= WORK TASK =
Go over the material below and report every line that contains the word "each".

= EXTRACTED DATA =
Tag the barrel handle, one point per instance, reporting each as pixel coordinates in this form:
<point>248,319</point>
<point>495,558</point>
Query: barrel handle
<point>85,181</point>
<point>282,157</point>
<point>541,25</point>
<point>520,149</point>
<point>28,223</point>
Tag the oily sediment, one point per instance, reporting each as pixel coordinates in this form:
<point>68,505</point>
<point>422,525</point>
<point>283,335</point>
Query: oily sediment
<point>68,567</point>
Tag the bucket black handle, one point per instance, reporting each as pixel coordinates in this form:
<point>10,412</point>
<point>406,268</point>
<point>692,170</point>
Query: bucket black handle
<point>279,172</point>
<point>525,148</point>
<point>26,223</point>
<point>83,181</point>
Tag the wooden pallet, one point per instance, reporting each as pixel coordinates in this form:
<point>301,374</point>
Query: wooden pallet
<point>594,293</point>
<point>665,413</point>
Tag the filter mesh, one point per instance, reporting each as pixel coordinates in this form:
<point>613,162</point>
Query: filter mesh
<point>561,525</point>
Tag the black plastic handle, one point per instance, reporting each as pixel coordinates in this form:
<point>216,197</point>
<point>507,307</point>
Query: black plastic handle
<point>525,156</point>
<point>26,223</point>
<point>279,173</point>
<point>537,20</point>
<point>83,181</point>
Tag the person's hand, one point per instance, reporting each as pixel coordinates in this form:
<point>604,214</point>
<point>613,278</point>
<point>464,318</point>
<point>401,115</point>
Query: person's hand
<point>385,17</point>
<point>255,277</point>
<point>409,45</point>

* * *

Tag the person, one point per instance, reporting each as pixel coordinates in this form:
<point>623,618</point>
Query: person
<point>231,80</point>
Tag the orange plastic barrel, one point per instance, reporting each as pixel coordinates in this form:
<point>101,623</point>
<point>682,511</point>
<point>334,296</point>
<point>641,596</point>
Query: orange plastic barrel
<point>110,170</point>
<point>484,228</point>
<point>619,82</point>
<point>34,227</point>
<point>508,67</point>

= PROBLEM SOLUTION =
Tag the barrel handle, one point per instance, reporting each as pixel coordinates in this form:
Tag the oily sediment, one point per instance, reporting each as pixel coordinates in this form:
Tag the bucket black handle, one point per instance, reporting each as pixel coordinates in this form:
Tag the wooden pallet, one point per instance, reporting each as pixel coordinates in this form:
Tag the filter mesh, one point per instance, reporting each as pixel coordinates in this form:
Tag the black plastic handle, one point per instance, reporting each as pixel coordinates in this form:
Tag the person's hand, one point per instance, reporting each as pixel coordinates in this form:
Tag the person, one point per instance, reporting each as pixel coordinates in this form:
Tag the orange plastic barrel, one point per instance, reporting each as pixel coordinates in this form:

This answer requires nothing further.